> **Exercise details**
Rewrite every line of the records below, including the text of each one, and shift each bounding-box coordinate in the answers by adding 131. Leave the format sample and the rest of the text unchanged, and omit the pictures.

> **Dataset excerpts**
============================================================
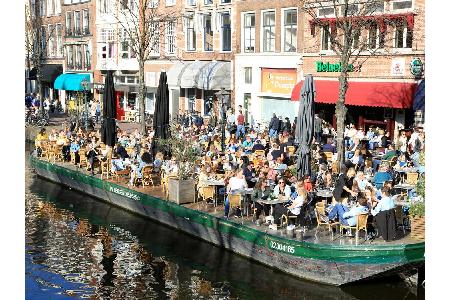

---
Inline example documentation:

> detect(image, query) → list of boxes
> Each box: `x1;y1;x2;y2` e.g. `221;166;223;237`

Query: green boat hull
30;156;425;285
============================================================
> **The solution**
---
Inline example documentation:

> detect(image, query) → list of boxes
> Each box: `x1;y1;x2;y2` e.g. `221;166;223;237`

Query: green boat hull
161;287;556;416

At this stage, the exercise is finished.